Raw records:
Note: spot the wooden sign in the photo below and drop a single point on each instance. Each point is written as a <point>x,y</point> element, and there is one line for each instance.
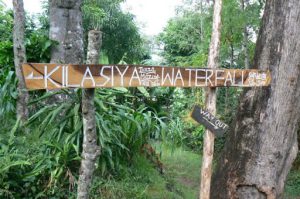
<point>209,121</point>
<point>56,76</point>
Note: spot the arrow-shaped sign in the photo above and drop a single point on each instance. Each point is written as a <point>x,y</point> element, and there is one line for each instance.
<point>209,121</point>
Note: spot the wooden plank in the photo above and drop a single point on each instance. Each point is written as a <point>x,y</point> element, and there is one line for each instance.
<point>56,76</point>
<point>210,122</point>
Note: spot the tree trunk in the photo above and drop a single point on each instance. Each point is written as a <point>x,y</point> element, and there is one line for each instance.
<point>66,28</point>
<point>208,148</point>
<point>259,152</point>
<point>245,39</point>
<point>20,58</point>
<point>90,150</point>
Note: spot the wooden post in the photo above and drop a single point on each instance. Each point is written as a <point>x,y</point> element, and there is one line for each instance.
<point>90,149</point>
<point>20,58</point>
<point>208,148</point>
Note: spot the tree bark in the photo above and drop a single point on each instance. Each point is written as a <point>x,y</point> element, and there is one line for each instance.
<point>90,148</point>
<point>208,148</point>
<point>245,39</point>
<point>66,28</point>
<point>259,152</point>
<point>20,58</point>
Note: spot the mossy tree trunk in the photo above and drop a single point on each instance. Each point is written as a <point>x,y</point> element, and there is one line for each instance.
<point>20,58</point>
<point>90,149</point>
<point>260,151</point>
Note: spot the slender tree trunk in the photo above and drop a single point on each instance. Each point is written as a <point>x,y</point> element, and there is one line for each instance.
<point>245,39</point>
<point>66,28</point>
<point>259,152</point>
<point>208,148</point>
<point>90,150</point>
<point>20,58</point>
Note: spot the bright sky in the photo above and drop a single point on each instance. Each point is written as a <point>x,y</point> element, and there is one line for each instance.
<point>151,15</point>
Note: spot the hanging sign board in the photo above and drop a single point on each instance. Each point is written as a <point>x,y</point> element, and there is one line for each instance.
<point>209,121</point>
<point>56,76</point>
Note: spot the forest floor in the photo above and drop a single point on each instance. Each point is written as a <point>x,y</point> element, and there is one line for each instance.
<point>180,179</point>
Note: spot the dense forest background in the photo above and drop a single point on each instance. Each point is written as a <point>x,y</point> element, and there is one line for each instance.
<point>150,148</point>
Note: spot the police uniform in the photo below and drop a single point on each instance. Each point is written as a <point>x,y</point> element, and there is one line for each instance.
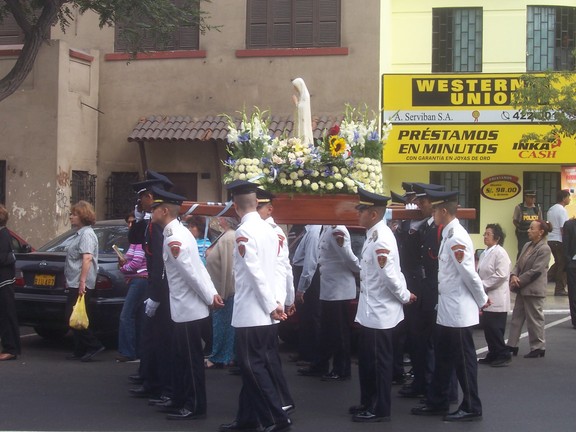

Direction: Format everything from the line containing "Note: spot the forest" down to the last of the lines above as a JSON list of strings, one string per line, with blank lines left out. Leave the pictures out of the list.

Exercise response:
[
  "Note: spot the forest floor in the photo above and drop a single point on each instance. Each point is written as a <point>x,y</point> element, and there is one line for each instance.",
  "<point>180,179</point>",
  "Note: spot the dense forest background in the photo above and drop a single point on each instance. Each point is written as a <point>x,y</point> element, and there is one line for each instance.",
  "<point>150,148</point>",
  "Note: spot the police uniform in the photo below and drop a single point on each instance. Each point is written as a <point>x,y</point> element, and there is one line for each instance."
]